— Aim of the task —
Gather each line below that contains the string "instance", and copy those lines out in full.

START

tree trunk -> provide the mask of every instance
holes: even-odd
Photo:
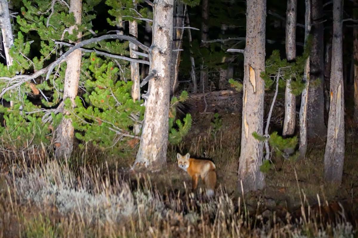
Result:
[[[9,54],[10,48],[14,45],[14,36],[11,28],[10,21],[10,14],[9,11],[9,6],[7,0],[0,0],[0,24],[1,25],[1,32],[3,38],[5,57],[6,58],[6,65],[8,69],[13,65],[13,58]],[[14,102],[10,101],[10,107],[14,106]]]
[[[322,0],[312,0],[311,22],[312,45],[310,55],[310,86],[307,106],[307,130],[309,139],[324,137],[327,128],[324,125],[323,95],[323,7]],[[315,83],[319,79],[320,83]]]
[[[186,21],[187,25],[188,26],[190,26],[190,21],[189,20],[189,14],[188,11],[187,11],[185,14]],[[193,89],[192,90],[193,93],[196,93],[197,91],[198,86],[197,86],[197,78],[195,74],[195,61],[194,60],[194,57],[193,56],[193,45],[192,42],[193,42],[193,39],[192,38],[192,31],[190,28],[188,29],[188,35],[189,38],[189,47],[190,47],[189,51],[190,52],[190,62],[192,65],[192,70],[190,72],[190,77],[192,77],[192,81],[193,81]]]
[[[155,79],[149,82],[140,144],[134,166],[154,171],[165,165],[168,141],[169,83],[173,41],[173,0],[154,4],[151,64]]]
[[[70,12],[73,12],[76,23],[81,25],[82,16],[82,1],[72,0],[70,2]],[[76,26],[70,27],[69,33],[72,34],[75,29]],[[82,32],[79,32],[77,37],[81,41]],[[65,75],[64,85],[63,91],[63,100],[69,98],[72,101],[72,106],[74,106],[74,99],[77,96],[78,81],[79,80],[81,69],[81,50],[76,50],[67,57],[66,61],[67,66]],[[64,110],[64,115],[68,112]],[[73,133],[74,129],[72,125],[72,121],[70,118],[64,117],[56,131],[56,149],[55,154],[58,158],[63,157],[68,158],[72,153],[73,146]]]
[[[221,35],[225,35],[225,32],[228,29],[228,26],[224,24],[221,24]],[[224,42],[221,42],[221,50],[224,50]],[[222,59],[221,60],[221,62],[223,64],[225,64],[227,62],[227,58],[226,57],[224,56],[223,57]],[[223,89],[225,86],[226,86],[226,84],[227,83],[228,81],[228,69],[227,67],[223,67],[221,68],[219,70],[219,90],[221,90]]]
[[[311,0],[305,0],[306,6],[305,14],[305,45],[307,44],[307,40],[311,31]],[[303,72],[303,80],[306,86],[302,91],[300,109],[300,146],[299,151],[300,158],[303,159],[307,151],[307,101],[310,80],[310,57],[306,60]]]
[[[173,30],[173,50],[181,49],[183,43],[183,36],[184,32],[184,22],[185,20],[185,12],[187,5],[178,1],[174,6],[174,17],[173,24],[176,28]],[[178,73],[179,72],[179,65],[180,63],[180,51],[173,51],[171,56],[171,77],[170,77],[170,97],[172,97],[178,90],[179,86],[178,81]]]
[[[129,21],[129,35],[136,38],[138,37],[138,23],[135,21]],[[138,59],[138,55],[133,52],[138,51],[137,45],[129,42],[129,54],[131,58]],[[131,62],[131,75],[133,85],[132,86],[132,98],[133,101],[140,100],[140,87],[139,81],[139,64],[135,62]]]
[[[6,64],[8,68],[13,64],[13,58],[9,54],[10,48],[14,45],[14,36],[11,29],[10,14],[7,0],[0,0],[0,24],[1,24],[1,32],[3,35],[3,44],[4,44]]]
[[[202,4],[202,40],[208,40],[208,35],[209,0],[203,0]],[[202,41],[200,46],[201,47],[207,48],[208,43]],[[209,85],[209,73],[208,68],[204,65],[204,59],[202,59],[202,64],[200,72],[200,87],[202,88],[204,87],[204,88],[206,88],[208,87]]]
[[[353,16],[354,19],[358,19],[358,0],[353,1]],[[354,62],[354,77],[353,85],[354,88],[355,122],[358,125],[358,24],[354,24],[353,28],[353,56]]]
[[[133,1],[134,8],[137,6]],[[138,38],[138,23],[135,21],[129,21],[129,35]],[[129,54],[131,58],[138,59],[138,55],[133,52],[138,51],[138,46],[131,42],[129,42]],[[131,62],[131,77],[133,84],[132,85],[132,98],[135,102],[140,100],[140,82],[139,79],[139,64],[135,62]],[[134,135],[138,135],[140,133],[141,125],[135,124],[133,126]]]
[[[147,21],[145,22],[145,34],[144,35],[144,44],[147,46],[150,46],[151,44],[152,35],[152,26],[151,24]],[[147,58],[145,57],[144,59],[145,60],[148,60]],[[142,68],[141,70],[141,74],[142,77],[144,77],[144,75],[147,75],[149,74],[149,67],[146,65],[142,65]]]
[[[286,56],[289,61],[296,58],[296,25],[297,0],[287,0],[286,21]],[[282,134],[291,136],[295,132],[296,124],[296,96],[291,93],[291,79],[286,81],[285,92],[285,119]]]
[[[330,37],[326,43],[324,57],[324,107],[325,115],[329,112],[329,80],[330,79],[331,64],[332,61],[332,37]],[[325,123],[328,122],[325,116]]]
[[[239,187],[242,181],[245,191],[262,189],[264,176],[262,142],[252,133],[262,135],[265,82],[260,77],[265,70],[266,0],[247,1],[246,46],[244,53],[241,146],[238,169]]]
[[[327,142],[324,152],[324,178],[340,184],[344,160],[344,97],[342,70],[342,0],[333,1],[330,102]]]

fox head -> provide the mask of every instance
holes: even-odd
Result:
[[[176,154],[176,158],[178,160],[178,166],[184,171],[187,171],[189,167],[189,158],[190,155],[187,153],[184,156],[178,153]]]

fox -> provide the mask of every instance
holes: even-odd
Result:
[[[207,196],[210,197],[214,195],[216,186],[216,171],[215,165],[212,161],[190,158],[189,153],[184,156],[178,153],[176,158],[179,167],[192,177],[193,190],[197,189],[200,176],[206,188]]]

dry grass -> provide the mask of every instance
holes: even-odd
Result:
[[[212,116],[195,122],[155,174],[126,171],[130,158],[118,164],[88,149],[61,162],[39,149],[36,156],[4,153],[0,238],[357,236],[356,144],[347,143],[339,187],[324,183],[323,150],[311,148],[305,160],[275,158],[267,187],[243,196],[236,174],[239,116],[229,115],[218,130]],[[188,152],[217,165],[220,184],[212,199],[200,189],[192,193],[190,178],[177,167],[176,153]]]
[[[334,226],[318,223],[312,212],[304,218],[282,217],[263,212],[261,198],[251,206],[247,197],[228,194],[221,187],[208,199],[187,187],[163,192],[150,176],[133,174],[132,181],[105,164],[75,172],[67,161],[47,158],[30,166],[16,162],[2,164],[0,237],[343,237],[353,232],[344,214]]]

END
START

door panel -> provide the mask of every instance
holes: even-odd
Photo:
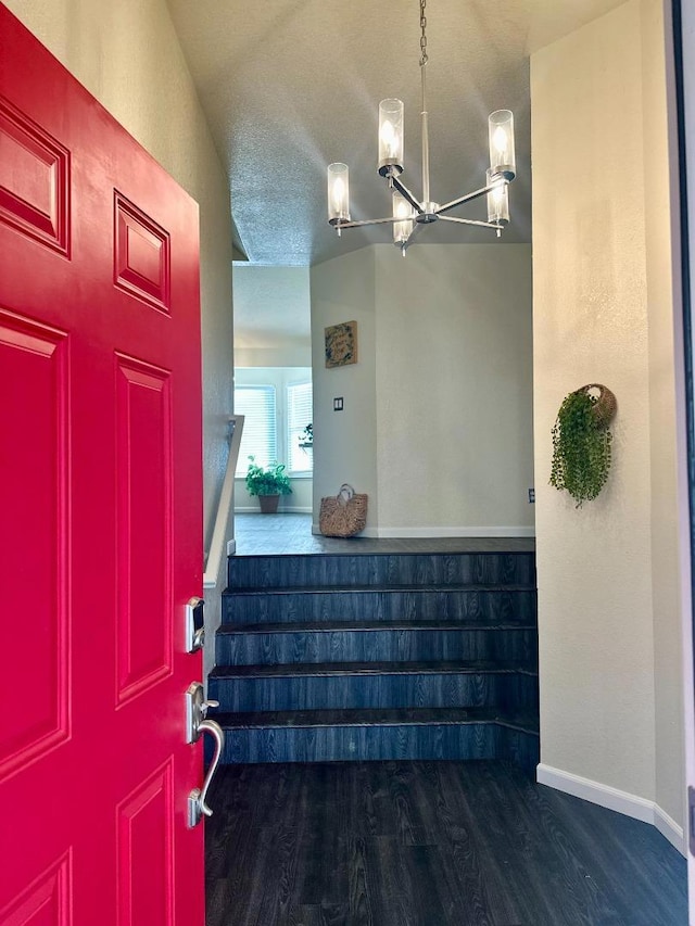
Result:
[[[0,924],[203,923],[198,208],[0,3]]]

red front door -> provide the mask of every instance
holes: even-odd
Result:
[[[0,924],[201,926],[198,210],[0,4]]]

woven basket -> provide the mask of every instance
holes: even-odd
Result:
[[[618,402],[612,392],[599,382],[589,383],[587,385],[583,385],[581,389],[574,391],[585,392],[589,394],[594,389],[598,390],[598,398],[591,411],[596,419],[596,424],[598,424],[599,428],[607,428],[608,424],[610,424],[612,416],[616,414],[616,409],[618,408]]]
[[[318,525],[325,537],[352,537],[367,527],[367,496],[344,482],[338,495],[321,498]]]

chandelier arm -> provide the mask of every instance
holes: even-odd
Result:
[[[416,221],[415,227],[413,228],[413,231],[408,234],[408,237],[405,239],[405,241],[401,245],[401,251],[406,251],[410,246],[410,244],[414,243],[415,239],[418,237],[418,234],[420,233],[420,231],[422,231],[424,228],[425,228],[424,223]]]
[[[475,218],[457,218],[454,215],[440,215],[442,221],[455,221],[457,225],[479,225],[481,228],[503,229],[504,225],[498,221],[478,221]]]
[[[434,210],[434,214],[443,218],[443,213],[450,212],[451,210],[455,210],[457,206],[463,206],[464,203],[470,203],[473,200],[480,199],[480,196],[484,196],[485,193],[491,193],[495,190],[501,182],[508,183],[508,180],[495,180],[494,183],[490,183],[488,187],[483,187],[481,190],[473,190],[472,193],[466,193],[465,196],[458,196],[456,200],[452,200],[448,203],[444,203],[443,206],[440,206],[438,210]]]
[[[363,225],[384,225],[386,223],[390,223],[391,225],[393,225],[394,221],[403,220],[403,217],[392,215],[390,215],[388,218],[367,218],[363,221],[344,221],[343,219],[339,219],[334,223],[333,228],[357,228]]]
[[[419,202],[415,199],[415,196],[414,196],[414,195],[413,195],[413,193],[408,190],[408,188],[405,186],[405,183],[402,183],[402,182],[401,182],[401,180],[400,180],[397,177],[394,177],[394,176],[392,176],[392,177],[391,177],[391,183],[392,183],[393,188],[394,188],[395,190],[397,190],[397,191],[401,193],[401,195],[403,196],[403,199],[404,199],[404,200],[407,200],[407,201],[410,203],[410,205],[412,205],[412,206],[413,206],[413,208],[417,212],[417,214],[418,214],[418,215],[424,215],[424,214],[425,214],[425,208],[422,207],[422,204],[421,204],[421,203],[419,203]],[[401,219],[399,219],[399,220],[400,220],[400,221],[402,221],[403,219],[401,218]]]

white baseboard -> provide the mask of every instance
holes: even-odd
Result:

END

— Response below —
tree trunk -> provide the mask of every instance
fox head -> provide the mask of every instance
fox -> provide the mask of every instance
dry grass -> provide the mask of every instance
door panel -> provide the mask of every instance
red front door -> provide the mask of every instance
woven basket -> provide the mask of every instance
chandelier arm -> provide the mask of every instance
white baseboard -> provide the mask of every instance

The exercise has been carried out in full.